**COMPITI DA SVOLGERE**
A. Stabilisca se ciascuna delle seguenti affermazioni concorda con il testo sull'estrazione mineraria in acque profonde, rispondendo sì o no e citando alla lettera le parole del testo che lo dimostrano: (i) le osservazioni sono state effettuate a circa 5000 metri di profondità; (ii) secondo gli scienziati, i loro risultati chiariscono in modo definitivo se l'estrazione mineraria in acque profonde sia socialmente accettabile; (iii) la striscia di fondale ripulita dai noduli misura 8 metri di larghezza.
B. Riprenda il testo sull'estrazione mineraria in acque profonde e lo prosegua a partire dalla sua ultima frase.

**TESTO DI LETTURA**
-=-=-=-=-

Nel 2023 e nel 2024 i ricercatori del National Oceanography Centre di Southampton, insieme ai colleghi di diverse università britanniche, grazie a sistemi ROV (sottomarini a comando remoto) e telecamere sono tornati in quel sito osservando cosa accadeva nella “pianura abissale” a 5000 metri di profondità per tentare di stabilire così l’impatto ecologico di quei test del passato. La loro conclusione, dopo il confronto con aree limitrofe degli abissi non interessate da estrazione, è che il deep mining in quell’area dove si sono svolti i test ha lasciato “impatti biologici in molti gruppi di organismi, impatti che sono persistenti” anche 44 anni dopo, nonostante alcune specie abbiano iniziato lentamente a riprendersi. Di fatto è una prima prova di cosa succede agli oceani a lungo termine dopo le estrazioni. Gli scienziati spiegano che in quell’area sono ancora visibili i segni fisici del passaggio dei macchinari e sospettano che l’estrazione passata possa aver influenzato la vita marina per esempio a causa della privazione dei noduli, che producono ossigeno, così come per l’esposizione a sedimenti contenuti nel metallo che sono stati sollevati durante i processi di estrazione. Di fatto i noduli, di cui la zona di Clarion-Clipperton è ricchissima (si stimano 21 miliardi di tonnellate), in qualche modo “sostengono le comunità animali e microbiche” dicono gli esperti e la loro estrazione innesca dei cambiamenti.

Il professor Daniel Jones del National Oceanography Centre, a capo della spedizione, spiega che “quarantaquattro anni dopo le tracce minerarie stesse sembrano molto simili a quando furono realizzate per la prima volta, con una striscia di fondale marino larga 8 metri ripulita dai noduli e due grandi solchi nel fondale marino dove passò la macchina. Il numero di molti animali si è ridotto all’interno delle tracce, ma abbiamo visto anche alcuni dei primi segnali di recupero biologico”. Mentre i leader discutono durante le riunioni ISA su regole che gestiscano le attività minerarie in acque profonde, gli stessi scienziati ammettono che “i nostri risultati non forniscono una risposta definitiva alla domanda se l’estrazione mineraria in acque profonde sia socialmente accettabile, ma forniscono i dati necessari per prendere decisioni politiche più consapevoli, come la creazione e il perfezionamento delle regioni protette e il modo in cui monitoreremo gli impatti futuri”. Ma avvertono anche che dalle prime osservazioni pare che un recupero completo degli ecosistemi dei fondali marini sia “impossibile“.

-=-=-=-=-

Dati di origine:
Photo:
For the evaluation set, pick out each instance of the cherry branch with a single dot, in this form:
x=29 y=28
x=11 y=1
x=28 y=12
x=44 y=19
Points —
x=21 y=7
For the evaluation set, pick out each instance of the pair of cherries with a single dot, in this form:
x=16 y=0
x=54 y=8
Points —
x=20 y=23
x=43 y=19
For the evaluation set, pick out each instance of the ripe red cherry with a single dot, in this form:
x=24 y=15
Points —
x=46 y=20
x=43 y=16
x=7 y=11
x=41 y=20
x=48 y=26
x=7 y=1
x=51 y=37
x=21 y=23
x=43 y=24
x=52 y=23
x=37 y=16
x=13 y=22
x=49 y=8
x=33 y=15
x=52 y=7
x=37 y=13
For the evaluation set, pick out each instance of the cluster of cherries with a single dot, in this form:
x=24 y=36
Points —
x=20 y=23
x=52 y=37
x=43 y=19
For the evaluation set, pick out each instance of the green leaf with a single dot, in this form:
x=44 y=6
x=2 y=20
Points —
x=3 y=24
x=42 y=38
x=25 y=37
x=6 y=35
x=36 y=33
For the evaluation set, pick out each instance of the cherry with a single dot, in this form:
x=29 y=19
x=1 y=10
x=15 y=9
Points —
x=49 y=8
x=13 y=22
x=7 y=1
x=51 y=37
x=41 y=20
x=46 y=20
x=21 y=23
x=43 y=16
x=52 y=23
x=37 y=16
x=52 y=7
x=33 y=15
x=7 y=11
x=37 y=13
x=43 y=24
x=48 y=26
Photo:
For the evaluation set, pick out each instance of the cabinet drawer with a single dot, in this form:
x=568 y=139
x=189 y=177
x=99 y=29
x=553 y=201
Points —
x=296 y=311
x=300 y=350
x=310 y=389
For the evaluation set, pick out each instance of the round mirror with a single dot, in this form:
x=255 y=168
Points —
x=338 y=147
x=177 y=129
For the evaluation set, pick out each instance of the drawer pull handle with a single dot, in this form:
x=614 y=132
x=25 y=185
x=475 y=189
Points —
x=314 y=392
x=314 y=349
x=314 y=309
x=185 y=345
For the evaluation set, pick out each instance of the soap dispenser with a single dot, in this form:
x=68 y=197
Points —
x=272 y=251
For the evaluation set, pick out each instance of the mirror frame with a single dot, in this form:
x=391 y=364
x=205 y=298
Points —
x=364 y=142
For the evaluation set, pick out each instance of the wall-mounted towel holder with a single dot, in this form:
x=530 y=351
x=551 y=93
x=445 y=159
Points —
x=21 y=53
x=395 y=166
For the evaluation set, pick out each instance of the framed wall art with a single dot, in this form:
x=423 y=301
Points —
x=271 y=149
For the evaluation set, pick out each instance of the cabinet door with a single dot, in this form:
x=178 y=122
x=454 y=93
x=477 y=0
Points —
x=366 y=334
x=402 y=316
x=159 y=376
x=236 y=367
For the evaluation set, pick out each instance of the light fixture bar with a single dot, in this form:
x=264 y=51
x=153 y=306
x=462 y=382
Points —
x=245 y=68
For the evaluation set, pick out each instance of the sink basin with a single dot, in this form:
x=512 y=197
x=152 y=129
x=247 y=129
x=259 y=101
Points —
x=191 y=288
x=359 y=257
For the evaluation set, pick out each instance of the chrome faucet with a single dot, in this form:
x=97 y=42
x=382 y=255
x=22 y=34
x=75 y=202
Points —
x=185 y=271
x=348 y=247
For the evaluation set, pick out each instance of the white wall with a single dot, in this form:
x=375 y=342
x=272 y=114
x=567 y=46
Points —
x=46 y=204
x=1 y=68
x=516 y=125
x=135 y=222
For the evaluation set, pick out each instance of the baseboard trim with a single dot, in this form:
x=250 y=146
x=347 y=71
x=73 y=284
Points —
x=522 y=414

-=-=-=-=-

**RISPOSTE PER NUMERO**
A.
(i) Sì: "a 5000 metri di profondità".
(ii) No: "i nostri risultati non forniscono una risposta definitiva alla domanda se l’estrazione mineraria in acque profonde sia socialmente accettabile".
(iii) Sì: "con una striscia di fondale marino larga 8 metri ripulita dai noduli".

B.
Oltretutto, come noto, la nostra conoscenza delle creature che vivono negli abissi e dei loro servizi ecosistemici decisivi per la salute degli oceani è ancora bassissima: sappiamo pochissimo di cosa vive realmente laggiù. Potremmo dunque definire questa ricerca come un primo grande avvertimento in vista di un futuro dove sempre più nazioni e compagnie punteranno all’estrazione mineraria in acque profonde per ottenere i metalli essenziali richiesti dalle tecnologie, dall’intelligenza artificiale e dalla transizione energetica che mira all’azzeramento delle emissioni climalteranti. Uno studio che ci ricorda, sempre con il tono di avvertenza, anche un altro fatto: quei test del 1979 condotti da privati per capire se fosse fattibile recuperare i metalli erano molto ma molto più piccoli “di quanto sarebbe un vero evento di estrazione mineraria”.